Given exercise:
Retype all of the items below word for word, without leaving any out.

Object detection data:
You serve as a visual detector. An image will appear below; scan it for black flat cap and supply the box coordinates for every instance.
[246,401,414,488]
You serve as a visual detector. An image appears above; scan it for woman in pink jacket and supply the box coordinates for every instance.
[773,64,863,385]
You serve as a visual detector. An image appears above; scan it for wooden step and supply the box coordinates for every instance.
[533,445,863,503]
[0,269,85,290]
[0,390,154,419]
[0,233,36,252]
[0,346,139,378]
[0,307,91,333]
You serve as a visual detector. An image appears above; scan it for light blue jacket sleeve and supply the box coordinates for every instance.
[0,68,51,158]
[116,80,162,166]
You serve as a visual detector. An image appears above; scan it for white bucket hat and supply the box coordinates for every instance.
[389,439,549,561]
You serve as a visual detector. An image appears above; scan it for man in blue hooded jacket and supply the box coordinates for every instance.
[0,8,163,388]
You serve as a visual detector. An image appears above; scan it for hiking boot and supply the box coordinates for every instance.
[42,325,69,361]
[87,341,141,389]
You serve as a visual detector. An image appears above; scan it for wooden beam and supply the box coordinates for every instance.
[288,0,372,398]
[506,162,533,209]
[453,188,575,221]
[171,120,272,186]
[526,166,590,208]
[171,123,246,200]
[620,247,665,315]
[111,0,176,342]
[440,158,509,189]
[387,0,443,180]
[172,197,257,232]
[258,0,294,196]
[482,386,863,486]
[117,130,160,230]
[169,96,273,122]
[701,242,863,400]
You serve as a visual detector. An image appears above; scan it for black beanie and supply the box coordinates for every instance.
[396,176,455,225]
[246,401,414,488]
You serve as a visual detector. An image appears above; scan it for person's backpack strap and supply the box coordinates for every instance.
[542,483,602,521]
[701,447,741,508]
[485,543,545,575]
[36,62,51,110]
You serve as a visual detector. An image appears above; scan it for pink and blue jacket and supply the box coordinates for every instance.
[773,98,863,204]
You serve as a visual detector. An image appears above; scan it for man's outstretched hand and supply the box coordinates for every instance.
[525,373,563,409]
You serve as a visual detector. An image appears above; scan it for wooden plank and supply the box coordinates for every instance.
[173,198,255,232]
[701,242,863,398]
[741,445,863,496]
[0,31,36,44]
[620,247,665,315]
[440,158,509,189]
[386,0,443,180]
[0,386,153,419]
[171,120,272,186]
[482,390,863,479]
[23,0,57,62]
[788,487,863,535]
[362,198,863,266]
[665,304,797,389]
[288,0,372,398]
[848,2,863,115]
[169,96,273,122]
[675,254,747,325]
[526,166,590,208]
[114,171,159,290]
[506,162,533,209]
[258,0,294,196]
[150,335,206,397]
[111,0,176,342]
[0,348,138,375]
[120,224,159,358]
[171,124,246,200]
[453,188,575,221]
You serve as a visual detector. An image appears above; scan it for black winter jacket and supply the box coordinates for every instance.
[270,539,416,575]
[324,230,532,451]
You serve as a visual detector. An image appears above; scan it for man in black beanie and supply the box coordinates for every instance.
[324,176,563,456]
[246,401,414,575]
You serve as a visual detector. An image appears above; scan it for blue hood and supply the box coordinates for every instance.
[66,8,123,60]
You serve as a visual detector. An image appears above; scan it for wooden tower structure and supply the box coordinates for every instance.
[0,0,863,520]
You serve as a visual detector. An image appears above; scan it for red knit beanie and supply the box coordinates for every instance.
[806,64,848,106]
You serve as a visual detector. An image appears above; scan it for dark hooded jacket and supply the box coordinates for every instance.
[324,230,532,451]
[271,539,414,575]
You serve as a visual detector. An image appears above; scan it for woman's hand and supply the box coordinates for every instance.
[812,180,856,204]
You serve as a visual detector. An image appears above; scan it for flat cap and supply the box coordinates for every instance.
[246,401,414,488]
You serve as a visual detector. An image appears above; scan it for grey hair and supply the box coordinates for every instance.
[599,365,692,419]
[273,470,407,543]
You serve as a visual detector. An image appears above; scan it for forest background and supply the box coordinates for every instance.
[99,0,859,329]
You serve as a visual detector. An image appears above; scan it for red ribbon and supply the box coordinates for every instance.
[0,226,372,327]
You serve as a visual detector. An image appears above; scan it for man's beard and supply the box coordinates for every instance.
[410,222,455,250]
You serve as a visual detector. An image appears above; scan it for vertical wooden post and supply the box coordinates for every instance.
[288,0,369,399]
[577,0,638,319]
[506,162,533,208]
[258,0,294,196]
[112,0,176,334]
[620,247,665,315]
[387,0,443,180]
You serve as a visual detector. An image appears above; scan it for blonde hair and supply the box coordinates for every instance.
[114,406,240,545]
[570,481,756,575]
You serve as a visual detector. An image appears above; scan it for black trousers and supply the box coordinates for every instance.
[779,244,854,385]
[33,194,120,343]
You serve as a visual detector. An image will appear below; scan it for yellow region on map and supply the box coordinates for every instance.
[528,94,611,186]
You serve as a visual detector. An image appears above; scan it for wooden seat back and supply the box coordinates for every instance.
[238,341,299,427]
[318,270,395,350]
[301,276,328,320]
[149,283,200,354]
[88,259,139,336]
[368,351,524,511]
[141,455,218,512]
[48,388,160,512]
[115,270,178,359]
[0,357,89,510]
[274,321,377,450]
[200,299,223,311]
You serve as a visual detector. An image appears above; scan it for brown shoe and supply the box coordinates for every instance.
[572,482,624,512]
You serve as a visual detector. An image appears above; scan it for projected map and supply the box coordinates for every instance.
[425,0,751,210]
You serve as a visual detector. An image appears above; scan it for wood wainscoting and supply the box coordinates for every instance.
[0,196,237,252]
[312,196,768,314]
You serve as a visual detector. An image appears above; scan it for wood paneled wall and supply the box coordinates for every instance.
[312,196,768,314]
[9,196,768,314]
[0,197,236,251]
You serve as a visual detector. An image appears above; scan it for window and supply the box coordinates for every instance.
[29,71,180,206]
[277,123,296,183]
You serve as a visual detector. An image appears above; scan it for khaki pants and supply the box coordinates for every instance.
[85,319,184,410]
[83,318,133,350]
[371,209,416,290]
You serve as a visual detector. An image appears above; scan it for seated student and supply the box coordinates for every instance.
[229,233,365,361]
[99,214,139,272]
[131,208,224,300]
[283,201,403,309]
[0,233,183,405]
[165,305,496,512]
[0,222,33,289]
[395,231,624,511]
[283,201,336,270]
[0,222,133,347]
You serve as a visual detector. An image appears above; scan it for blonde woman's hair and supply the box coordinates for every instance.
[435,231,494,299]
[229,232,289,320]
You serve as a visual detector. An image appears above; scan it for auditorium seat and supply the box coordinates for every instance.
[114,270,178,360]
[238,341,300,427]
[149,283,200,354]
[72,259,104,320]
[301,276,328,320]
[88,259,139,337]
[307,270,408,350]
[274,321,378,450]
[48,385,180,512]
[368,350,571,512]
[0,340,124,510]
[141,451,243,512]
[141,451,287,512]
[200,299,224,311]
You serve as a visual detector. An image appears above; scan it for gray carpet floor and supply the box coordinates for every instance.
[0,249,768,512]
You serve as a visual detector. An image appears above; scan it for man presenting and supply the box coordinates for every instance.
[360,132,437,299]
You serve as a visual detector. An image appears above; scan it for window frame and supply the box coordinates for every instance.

Solution to this problem:
You serve as a visual detector. An image will appear below; scan it for black flat cap and supply the box coordinates for every instance.
[246,401,414,488]
You serve as a visual detector. An image appears above; scan it for woman in pink jacket and supply the box coordinates for every instance.
[773,64,863,385]
You serve as a visual detector. An image appears above; scan it for wooden step and supply the box coordinates for every instance.
[533,445,863,503]
[0,269,85,290]
[0,390,154,419]
[0,233,36,252]
[0,346,139,378]
[0,307,91,333]
You serve as a visual detector. An image appears above; scan it for light blue jacket sleeve and supply the box coordinates for every instance.
[0,68,51,158]
[116,80,162,166]
You serve as a visual detector. An image appears above; scan it for white bucket hat and supply the box coordinates for every instance.
[389,439,549,561]
You serve as a visual detector. An image appears above; scan it for man in blue hooded jacket and supply the box coordinates for every instance.
[0,8,163,388]
You serve as a visual detector. An image appears above; scan it for hiking boot and supply the box coordinates for every instance.
[42,325,69,361]
[87,341,141,389]
You serve as a visual detector. An image appears above; scan it for wooden beam and supply the box coordinates for every instance.
[288,0,372,398]
[506,162,533,209]
[453,188,575,221]
[171,120,272,186]
[526,166,590,208]
[171,123,246,200]
[620,247,665,315]
[111,0,176,342]
[440,158,509,189]
[387,0,443,180]
[172,197,257,232]
[258,0,294,196]
[482,386,863,486]
[117,130,160,230]
[169,96,273,122]
[701,242,863,400]
You serve as a visual detector. An image appears above; scan it for black beanie and supply the box coordinates for every instance.
[396,176,455,225]
[246,401,414,488]
You serve as a visual detector. An image appears above; scan it for person's backpack strap and supply the box coordinates for every instance.
[542,483,602,521]
[701,447,741,508]
[485,543,545,575]
[36,62,51,110]
You serve as a visual detector. An image appears above; scan it for pink and blue jacket and supply the box coordinates for every instance.
[773,98,863,204]
You serve as a visual detector. An image appears above; scan it for man's outstretched hand and supply the box coordinates for every instance.
[525,373,563,409]
You serve as a visual detector. An image appears above; scan it for wooden plank and supply the box coordinates for every instance.
[173,198,255,232]
[701,242,863,398]
[741,445,863,496]
[0,31,36,44]
[620,247,665,315]
[440,158,509,189]
[386,0,443,180]
[0,386,153,419]
[171,120,272,186]
[482,390,863,479]
[23,0,57,62]
[788,487,863,535]
[362,198,863,266]
[665,304,797,389]
[288,0,372,398]
[848,2,863,115]
[169,96,273,122]
[675,254,747,325]
[526,166,590,208]
[114,171,159,290]
[506,162,533,209]
[258,0,294,196]
[150,335,206,397]
[111,0,176,342]
[0,348,138,375]
[120,224,159,358]
[171,124,246,200]
[453,188,575,221]
You serve as a visual detector. An image appears above; scan it for black winter jacket and supply the box coordinates for every instance.
[270,539,416,575]
[324,230,532,451]
You serve as a visual detector. An image appears above; scan it for man in black beanie and supply the box coordinates for every instance.
[324,176,563,456]
[246,401,414,575]
You serve as a visual detector. An image appears above; scan it for blue hood and supply the box coordinates for every instance.
[66,8,123,60]
You serve as a visual detector. An image appears above; scan it for wooden tower structure and supply the box coordinates for every instance.
[0,0,863,520]
You serve as a visual detector. An image appears above; scan it for red knit beanie and supply the box coordinates for every instance.
[806,64,848,106]
You serve as a visual detector. An image appears above; scan it for dark hooded jacket and supply the box coordinates for every instance.
[324,230,532,451]
[271,539,414,575]
You serve as a visual detector. An image appears above; scan it for woman's hand and supply the box coordinates for every instance.
[812,180,856,204]
You serve as a visual detector. An image appears above; scan it for flat cap and supply the box coordinates for every instance.
[246,401,414,488]
You serve as a visual detector. An image appears above; scan it for grey hair and supply the box coordinates for every instance.
[599,365,692,419]
[273,470,407,543]
You serve as a visual detector. An image appears above; scan it for forest background and supply the box coordinates for every instance.
[99,0,859,329]
You serve as a visual detector. An image appears above; scan it for red ribbon and supply the box coordinates for every instance.
[0,226,372,327]
You serve as a visual detector. An image appears above; scan it for man's beard and supply the box coordinates for every instance.
[410,222,455,250]
You serve as a visual detector. An image appears above; scan it for vertical wooden post and supply the box coordinates for every instance.
[288,0,369,399]
[577,0,638,319]
[506,162,533,208]
[258,0,294,196]
[112,0,176,334]
[620,247,665,315]
[387,0,443,180]
You serve as a visual detector. An image appears above; scan it for blonde hair and supply the box coordinates for every instance.
[114,406,240,545]
[570,481,756,575]
You serve as a visual detector. An image appears above; scan it for black trousers and supply the box coordinates for every instance.
[779,244,854,385]
[33,194,120,343]
You serve as a visual detector. An image will appear below; scan it for yellow region on map and supply the box coordinates for every instance.
[528,94,611,186]
You serve as a visual detector. An image appears above; scan it for wooden seat back and supply the box coordinates for every instance.
[238,341,299,427]
[318,270,395,350]
[301,276,328,320]
[149,283,200,354]
[88,259,139,336]
[368,351,524,511]
[141,455,218,512]
[48,388,160,512]
[115,270,178,359]
[0,357,89,510]
[274,321,377,450]
[200,299,223,311]
You serve as a visual detector. An image appears above; scan it for brown shoe and supply the box coordinates for every instance.
[572,482,624,512]
You serve as a visual detector. An image appears above; scan it for projected map and supply the box coordinates for every instance.
[425,0,751,210]
You serve as a visual detector. An image appears above; scan it for wood wainscoting and supply the box coordinates for every instance.
[0,196,237,252]
[312,196,768,314]
You serve as a visual detector. An image appears above; scan it for wood paneled wall and supply the box coordinates for every instance.
[312,196,768,314]
[9,196,768,314]
[0,197,236,251]
You serve as a visual detector. An image appears above; scan it for window and supply the box coordinates for every instance.
[29,71,180,206]
[277,123,296,183]
You serve as a visual detector. An image appears above; scan it for khaki pants and supply the box coordinates for every instance.
[85,319,184,410]
[83,318,133,350]
[371,209,416,290]
You serve as a visual detector. An image appears above; scan it for seated student and supply the box coordinates for every instance.
[229,233,365,361]
[99,214,139,272]
[131,208,224,300]
[283,201,403,309]
[0,233,183,405]
[165,305,496,512]
[0,222,33,289]
[395,231,624,511]
[283,201,336,270]
[0,222,133,347]
You serve as a visual detector. An image appears above; scan it for blonde woman's hair and supply the box coordinates for every instance.
[435,231,494,299]
[229,232,289,320]
You serve as a visual detector. An image appears above; scan it for auditorium seat and supply the box coordinates for every instance.
[114,270,178,360]
[238,341,300,427]
[149,283,200,354]
[72,259,104,320]
[301,276,328,320]
[88,259,139,337]
[307,270,408,350]
[274,321,378,450]
[48,385,180,512]
[368,350,571,512]
[0,340,124,510]
[141,451,243,512]
[141,451,287,512]
[200,299,224,311]
You serve as a visual detector. An image appears above; scan it for gray carpet floor and supply the box coordinates for every instance.
[0,249,768,512]
You serve as a visual detector. An image appears above; scan it for man presenting and supply the box coordinates for every instance.
[360,132,437,299]
You serve as a visual detector. An image appears above; scan it for window frame and supply the box coordinates for every instance.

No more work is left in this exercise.